start EXCERPTED TEXT

Targeting Net Zero: Embedding accountability for portfolio decarbonisation that deliver real world outcomes; the Asset Owner and Asset Manager Relationship
A summary and updated version of a chapter originally published in Investment Management, Stewardship and Sustainability (Hart Publishing, 2022). Updated June 2026
Steep reductions in greenhouse gas emissions are needed this decade if the hope of limiting warming to 1.5°C is to remain in sight. That was true when I wrote this chapter in 2022, and it remains the defining challenge for investors today. What has changed, dramatically, is the political and institutional landscape around net-zero commitments, making the question of genuine accountability more pressing than ever.
Over 130 parties to the Paris Agreement have committed to net-zero by mid-century. They are joined by cities, companies, and financial institutions across the globe. But commitment and accountability are not the same thing. The events of 2025 (when several of the Net Zero alliances in the financial sector either collapsed or were materially restructured) serve as a sharp reminder that whilst frameworks matter, the behaviours they embed are more important.
This piece draws on my experience at Brunel Pension Partnership, where I worked from its formation in 2017 until June 2026. It sets out how asset owners can embed genuine accountability for decarbonisation and real world outcomes in their relationships with asset managers, not through declarations, but through selection, appointment, monitoring, and a willingness to act.

end EXCERPTED TEXT

Copy out the net-zero accountability text above word for word, from its title to its final sentence.

start MATERIAL SHOWN

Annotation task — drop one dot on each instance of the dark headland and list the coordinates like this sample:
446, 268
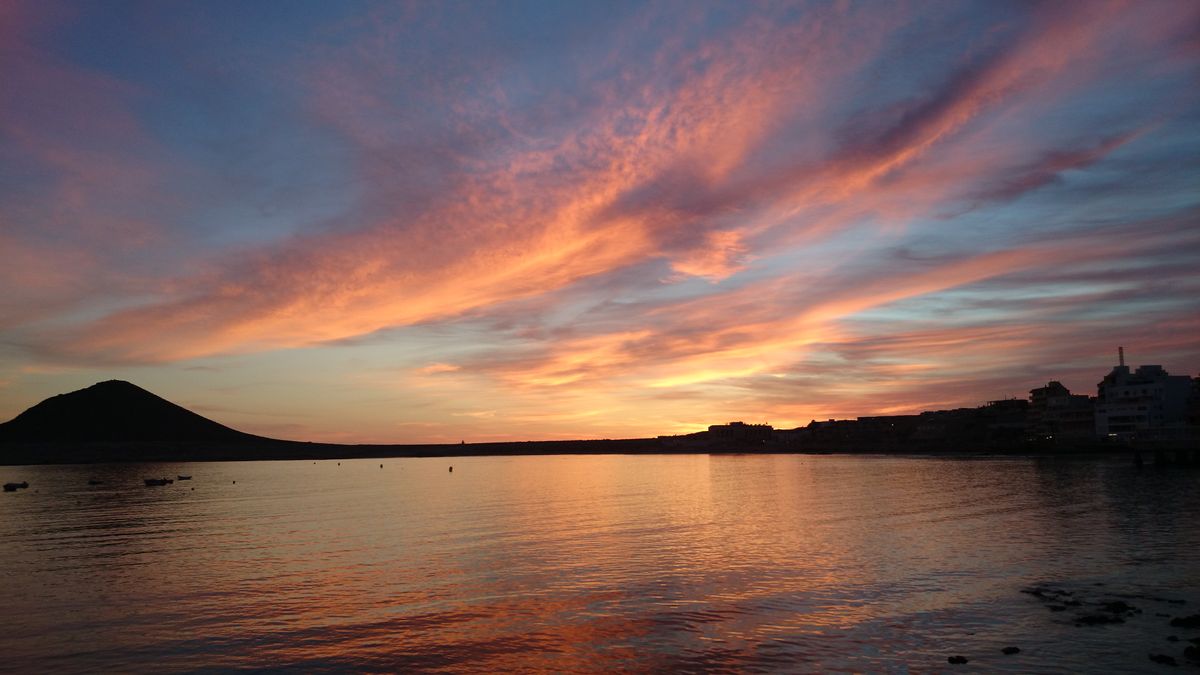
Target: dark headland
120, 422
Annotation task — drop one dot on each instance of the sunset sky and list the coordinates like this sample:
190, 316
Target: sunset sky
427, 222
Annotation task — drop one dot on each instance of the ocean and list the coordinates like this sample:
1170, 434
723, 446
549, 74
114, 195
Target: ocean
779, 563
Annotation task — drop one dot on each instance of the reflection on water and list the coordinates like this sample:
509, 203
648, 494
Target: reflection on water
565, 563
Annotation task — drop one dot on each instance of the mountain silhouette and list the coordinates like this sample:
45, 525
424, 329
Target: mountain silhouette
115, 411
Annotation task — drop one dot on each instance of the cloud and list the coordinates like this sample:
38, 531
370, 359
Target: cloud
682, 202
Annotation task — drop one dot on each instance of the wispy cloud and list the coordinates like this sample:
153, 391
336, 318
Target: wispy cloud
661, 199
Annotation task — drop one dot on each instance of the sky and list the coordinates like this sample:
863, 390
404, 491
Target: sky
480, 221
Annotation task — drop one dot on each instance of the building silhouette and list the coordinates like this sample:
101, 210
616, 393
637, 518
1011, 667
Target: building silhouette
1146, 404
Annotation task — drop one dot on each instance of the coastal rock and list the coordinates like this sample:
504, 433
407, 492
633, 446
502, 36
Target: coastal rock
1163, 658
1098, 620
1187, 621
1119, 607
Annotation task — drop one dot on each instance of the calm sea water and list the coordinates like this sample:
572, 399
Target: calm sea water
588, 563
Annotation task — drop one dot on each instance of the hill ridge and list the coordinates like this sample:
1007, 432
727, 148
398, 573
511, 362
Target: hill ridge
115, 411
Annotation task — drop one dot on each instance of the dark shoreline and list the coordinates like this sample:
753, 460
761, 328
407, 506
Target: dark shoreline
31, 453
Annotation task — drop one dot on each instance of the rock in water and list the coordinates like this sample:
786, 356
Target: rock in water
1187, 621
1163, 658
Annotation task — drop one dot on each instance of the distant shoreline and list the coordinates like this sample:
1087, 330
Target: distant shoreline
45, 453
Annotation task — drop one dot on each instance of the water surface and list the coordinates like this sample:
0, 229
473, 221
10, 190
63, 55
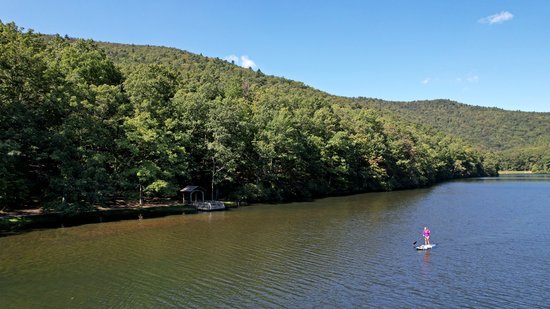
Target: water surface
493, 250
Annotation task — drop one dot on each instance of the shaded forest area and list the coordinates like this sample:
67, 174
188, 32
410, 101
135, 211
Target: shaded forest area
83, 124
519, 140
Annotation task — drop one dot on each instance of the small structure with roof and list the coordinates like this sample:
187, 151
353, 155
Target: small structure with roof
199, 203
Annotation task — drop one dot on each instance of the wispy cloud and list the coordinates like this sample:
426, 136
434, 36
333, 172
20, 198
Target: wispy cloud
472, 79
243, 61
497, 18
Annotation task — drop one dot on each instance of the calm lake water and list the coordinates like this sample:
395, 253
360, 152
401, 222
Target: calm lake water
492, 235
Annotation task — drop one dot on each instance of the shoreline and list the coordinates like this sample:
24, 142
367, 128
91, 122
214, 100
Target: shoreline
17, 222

end MATERIAL SHOWN

RESULT:
Targeting Net Zero: Embedding accountability for portfolio decarbonisation that deliver real world outcomes; the Asset Owner and Asset Manager Relationship
A summary and updated version of a chapter originally published in Investment Management, Stewardship and Sustainability (Hart Publishing, 2022). Updated June 2026
Steep reductions in greenhouse gas emissions are needed this decade if the hope of limiting warming to 1.5°C is to remain in sight. That was true when I wrote this chapter in 2022, and it remains the defining challenge for investors today. What has changed, dramatically, is the political and institutional landscape around net-zero commitments, making the question of genuine accountability more pressing than ever.
Over 130 parties to the Paris Agreement have committed to net-zero by mid-century. They are joined by cities, companies, and financial institutions across the globe. But commitment and accountability are not the same thing. The events of 2025 (when several of the Net Zero alliances in the financial sector either collapsed or were materially restructured) serve as a sharp reminder that whilst frameworks matter, the behaviours they embed are more important.
This piece draws on my experience at Brunel Pension Partnership, where I worked from its formation in 2017 until June 2026. It sets out how asset owners can embed genuine accountability for decarbonisation and real world outcomes in their relationships with asset managers, not through declarations, but through selection, appointment, monitoring, and a willingness to act.